→ **ТЕКСТ ДЛЯ ЧТЕНИЯ**:
---------------

Будни — страница 63 из 71

Он был совершенно спокоен, точнее — безнадежно спокоен. Улыбнулся, как всегда улыбался одним краем рта, и сказал мне тихим и даже добрым голосом:

— Я шел с Анной Андреевной ноздря в ноздрю, а теперь она обошла меня на полкорпуса.


Сейчас они вровень.

Их книги издаются у нас огромными тиражами и расхватываются со скоростью звука.

Их прижизненная судьба волнует всех. О нас не скажешь пушкинскими словами:

— Мы ленивы и не любопытны.

Нет! Мы не ленивы. И мы очень любопытны…

Вот только выводы из своей истории литературы мы еще не научились делать.

АЛЕКСАНДР ТРИФОНОВИЧ ТВАРДОВСКИЙ

Александра Трифоновича Твардовского я робел. Пожалуй, даже точнее — побаивался. Это удивляло и огорчало меня. По обстоятельствам моей долгой жизни я был достаточно коротко знаком со многими известными писателями, но никто из них не вызывал во мне излишней робости при всем моем безмерном уважении и восхищении ими.

А вот с Твардовским было иначе. Тогда, в те счастливые для меня годы, я и не пытался анализировать природу моего почтительного страха — боялся, и все тут. Никого, вроде, не страшился, а перед Твардовским испытывал такую робость, что самому было неловко.

Нынче, по прошествии многих причудливых лет, я понимаю свое тогдашнее душевное состояние.

«Новый мир» был для меня не просто одним из журналов, в котором, быть может, удастся напечататься. Это сейчас мне безразлично, кто из главных редакторов одобрит и примет мой рассказ. Да и процесс публикации настолько удлинился, что, случается, одобряет твою рукопись один главный редактор, а номер журнала подписывает в печать уже другой. И это сейчас мне все равно, кого напечатают рядом со мной. И в общем-то, почти безразлично, какова будет вторая, не беллетристическая половина журнала — публицистика и критика. Ну, огорчусь, что плетут черт знает что, совершенно не соответствующее моим взглядам на жизнь и литературу. Разумеется, огорчусь, но тотчас привычно-спасительно утешу себя: ишь чего захотел — лица журнала захотел, да еще родного лица! Ты отвечай за себя, за то, что сам сочинил. Пускай читатели сами разберутся. Не маленькие.

Повторю — «Новый мир» был для меня не просто одним из многих органов печати. А представить себе во главе этого журнала не Александра Трифоновича Твардовского было так же кощунственно-немыслимо, как, скажем, вообразить молодой МХАТ без Станиславского.

---------------

→ **ЗАПИСИ**:

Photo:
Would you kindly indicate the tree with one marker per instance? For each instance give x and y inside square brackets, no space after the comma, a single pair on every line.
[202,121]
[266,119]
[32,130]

---------------

→ **ЗАДАНИЯ**:
1 - Переведите на английский предложение из отрывка: «Нынче, по прошествии многих причудливых лет, я понимаю свое тогдашнее душевное состояние.»
2 - Верните из отрывка текст между словами "Александра Трифоновича Твардовского я" и "тогдашнее душевное состояние.", включая сами эти слова.
3 - С чем в отрывке сравнивается попытка представить во главе «Нового мира» не Твардовского?
Записи здесь не пригодятся.

→ **ОЖИДАЕМЫЕ ОТВЕТЫ**:
1 - Now, after many strange years have passed, I understand my state of mind back then.

2 -
Александра Трифоновича Твардовского я робел. Пожалуй, даже точнее — побаивался. Это удивляло и огорчало меня. По обстоятельствам моей долгой жизни я был достаточно коротко знаком со многими известными писателями, но никто из них не вызывал во мне излишней робости при всем моем безмерном уважении и восхищении ими.

А вот с Твардовским было иначе. Тогда, в те счастливые для меня годы, я и не пытался анализировать природу моего почтительного страха — боялся, и все тут. Никого, вроде, не страшился, а перед Твардовским испытывал такую робость, что самому было неловко.

Нынче, по прошествии многих причудливых лет, я понимаю свое тогдашнее душевное состояние.

3 - С попыткой вообразить молодой МХАТ без Станиславского.